═════ EXERCISE MATERIAL
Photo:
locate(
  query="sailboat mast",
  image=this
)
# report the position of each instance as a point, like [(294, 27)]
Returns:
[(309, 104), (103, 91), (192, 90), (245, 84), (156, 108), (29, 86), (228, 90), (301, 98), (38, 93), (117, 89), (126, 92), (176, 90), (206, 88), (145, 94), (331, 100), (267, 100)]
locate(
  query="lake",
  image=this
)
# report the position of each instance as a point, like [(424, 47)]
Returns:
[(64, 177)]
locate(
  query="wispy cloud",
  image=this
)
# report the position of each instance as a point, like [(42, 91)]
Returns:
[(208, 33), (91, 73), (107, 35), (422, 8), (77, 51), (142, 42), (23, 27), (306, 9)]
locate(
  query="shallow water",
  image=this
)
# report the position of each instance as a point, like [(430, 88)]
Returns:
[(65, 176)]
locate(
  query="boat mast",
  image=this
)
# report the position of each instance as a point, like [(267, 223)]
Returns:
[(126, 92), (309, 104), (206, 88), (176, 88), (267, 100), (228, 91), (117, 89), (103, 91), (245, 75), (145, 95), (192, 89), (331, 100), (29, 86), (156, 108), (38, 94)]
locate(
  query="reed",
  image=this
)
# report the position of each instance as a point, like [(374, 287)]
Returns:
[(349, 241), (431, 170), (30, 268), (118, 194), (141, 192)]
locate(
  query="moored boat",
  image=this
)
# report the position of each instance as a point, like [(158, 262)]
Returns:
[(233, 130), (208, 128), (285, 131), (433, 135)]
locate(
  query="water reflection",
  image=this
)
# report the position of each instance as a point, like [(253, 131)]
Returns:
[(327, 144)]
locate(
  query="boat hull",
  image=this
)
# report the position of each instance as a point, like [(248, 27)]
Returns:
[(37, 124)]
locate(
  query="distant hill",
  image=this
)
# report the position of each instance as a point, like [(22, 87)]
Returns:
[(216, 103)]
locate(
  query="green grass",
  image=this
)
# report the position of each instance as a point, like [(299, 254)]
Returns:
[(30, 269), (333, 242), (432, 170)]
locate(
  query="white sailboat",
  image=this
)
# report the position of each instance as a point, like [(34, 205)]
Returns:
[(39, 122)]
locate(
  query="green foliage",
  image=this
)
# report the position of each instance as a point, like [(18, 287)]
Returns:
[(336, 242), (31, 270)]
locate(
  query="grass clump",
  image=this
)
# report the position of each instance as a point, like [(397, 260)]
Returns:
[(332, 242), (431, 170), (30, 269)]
══════════
TASK BRIEF: Return the lines of the records that include the string "green".

ANSWER TO THIS TASK:
  query="green grass",
  query="green foliage",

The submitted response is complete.